OBJECTIVE –
Copy each of the records below word for word, leaving out the pictures.
※
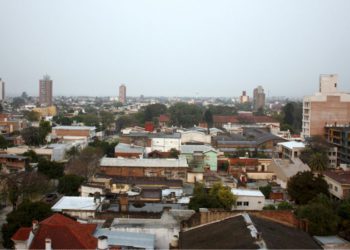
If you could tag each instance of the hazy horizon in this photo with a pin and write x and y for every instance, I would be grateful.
(178, 48)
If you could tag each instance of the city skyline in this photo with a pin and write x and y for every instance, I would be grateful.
(215, 49)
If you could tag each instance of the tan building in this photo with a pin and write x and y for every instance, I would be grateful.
(328, 106)
(244, 98)
(74, 132)
(258, 98)
(122, 93)
(45, 91)
(169, 168)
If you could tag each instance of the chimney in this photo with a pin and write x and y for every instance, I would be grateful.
(35, 225)
(102, 242)
(48, 244)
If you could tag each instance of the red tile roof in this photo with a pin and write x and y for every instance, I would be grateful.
(64, 233)
(22, 234)
(244, 162)
(341, 176)
(164, 118)
(225, 119)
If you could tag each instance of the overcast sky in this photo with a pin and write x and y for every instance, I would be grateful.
(174, 48)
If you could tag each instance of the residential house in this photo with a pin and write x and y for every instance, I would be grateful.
(78, 206)
(11, 163)
(74, 132)
(248, 199)
(169, 168)
(284, 169)
(123, 150)
(338, 183)
(195, 137)
(200, 156)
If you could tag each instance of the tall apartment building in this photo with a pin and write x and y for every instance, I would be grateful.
(328, 106)
(2, 90)
(258, 98)
(45, 91)
(244, 98)
(339, 136)
(122, 93)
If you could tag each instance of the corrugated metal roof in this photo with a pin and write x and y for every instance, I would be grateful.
(115, 162)
(247, 192)
(128, 239)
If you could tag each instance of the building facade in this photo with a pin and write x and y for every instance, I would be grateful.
(258, 98)
(339, 136)
(2, 90)
(122, 93)
(328, 106)
(45, 91)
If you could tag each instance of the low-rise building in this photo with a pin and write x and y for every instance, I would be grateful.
(169, 168)
(338, 183)
(79, 207)
(11, 163)
(123, 150)
(74, 132)
(200, 156)
(248, 199)
(284, 169)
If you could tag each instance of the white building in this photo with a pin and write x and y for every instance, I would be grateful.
(290, 149)
(79, 207)
(248, 199)
(164, 142)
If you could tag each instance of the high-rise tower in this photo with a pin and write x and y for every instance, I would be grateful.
(45, 91)
(122, 93)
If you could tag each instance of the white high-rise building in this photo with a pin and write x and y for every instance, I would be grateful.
(2, 90)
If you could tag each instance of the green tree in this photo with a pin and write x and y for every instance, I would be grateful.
(3, 142)
(266, 190)
(284, 205)
(69, 185)
(216, 197)
(304, 186)
(315, 153)
(185, 115)
(320, 215)
(208, 118)
(51, 169)
(32, 116)
(17, 102)
(23, 217)
(32, 136)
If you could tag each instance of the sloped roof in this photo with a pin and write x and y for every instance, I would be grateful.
(22, 234)
(64, 233)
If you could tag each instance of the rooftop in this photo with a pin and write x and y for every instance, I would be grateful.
(127, 148)
(247, 192)
(341, 176)
(74, 128)
(75, 203)
(128, 239)
(292, 144)
(190, 149)
(161, 163)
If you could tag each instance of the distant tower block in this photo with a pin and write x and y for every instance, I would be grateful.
(45, 91)
(2, 90)
(258, 98)
(244, 98)
(122, 93)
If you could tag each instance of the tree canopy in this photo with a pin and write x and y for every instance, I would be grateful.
(23, 217)
(304, 186)
(69, 184)
(216, 197)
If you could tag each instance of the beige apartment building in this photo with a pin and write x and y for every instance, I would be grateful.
(328, 106)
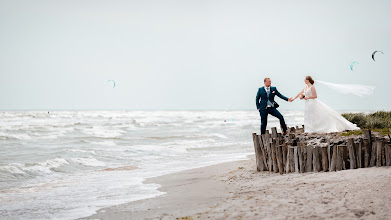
※
ANSWER FOR THIS EXERCISE –
If you could tag each instance of the hazy horizon in this photo with a pin and write x and y for every instance, I would be grateful.
(178, 48)
If you could tag each instance of the city skyline in this photo with a pin and write x and y for every instance, I would be grateful.
(215, 49)
If you could tag each instance of the tan building in this photo with a pin and write x and y for every instance, I would be grateful.
(328, 106)
(244, 98)
(74, 132)
(258, 98)
(122, 93)
(45, 91)
(169, 168)
If you could tag each instance of the chimney in this photo with a pin and write x and y for every instance, I would be grateful.
(35, 225)
(102, 242)
(48, 244)
If you could tag each instance of the red tile roof in this photo with a pin and write x and y for every instance, I would be grateful.
(64, 233)
(22, 234)
(244, 162)
(341, 176)
(164, 118)
(225, 119)
If you could tag each instance of the overcast sky in this photo with a pin and write x and y for every instance, I would be grateful.
(174, 48)
If you could tag each instance of the residential house in this photo with a pin and write x and y for every instance, I would be grateful.
(78, 206)
(11, 163)
(74, 132)
(248, 199)
(169, 168)
(284, 169)
(123, 150)
(338, 183)
(195, 137)
(200, 156)
If you could tag each instance of the tall apartment building in this photo with a pin and write x and y for every instance, I would be grateful.
(328, 106)
(2, 90)
(258, 98)
(45, 91)
(244, 98)
(339, 136)
(122, 93)
If you could tag each instance of the corrugated metal roof in this photo with a pin and write x and y for every instance, I would be grateful.
(115, 162)
(247, 192)
(128, 239)
If you could tag each instance of the building facade in this photo with a pin and write x and y for every instance, I would be grateful.
(258, 98)
(339, 136)
(2, 90)
(122, 93)
(328, 106)
(45, 91)
If you could tag each instance of the low-rise building in this photo with a pin and write x and y for every instance, I would be grateful.
(169, 168)
(338, 183)
(79, 207)
(11, 163)
(123, 150)
(74, 132)
(200, 156)
(248, 199)
(284, 169)
If you could tag each instance of the white building in this photo with a pin and write x and y for every instance, I would be grateful.
(290, 149)
(79, 207)
(248, 199)
(164, 142)
If you could tag each instance of the high-rise tower in this photo with a pin and write x and y for every instance, I would be grateful.
(45, 91)
(122, 93)
If you could tag each instance of the white high-rise building in this photo with a pin and write x and y for every instance, I would be grateful.
(2, 90)
If you could tag each instance of the green tree in this photo with a pin and write x and y for every instance, I would be grateful.
(3, 142)
(266, 190)
(284, 205)
(69, 185)
(216, 197)
(304, 186)
(315, 153)
(185, 115)
(320, 215)
(208, 118)
(51, 169)
(32, 116)
(17, 102)
(23, 217)
(32, 136)
If you could tag each instance of the sloped roof in this photo with a pin and write x and y for every instance, I would be grateful.
(22, 234)
(64, 233)
If you could tag each instance of the rooftop in this photo with a pin and write x and y for every instance, I would be grateful.
(127, 148)
(247, 192)
(341, 176)
(74, 128)
(75, 203)
(128, 239)
(292, 144)
(190, 149)
(161, 163)
If you could tag each instance of the distant tower block in this photo with a pin and write x and y for every instance, I would be grateful.
(45, 91)
(2, 90)
(258, 98)
(244, 98)
(122, 93)
If you could tag each instance of the tree canopy in this photo with a pin and write x and y for every instance, I would be grateful.
(23, 217)
(304, 186)
(69, 184)
(216, 197)
If you could tag each instance of the beige apartment building in this photo with a pin and write x and y for every instance, I would be grateful.
(328, 106)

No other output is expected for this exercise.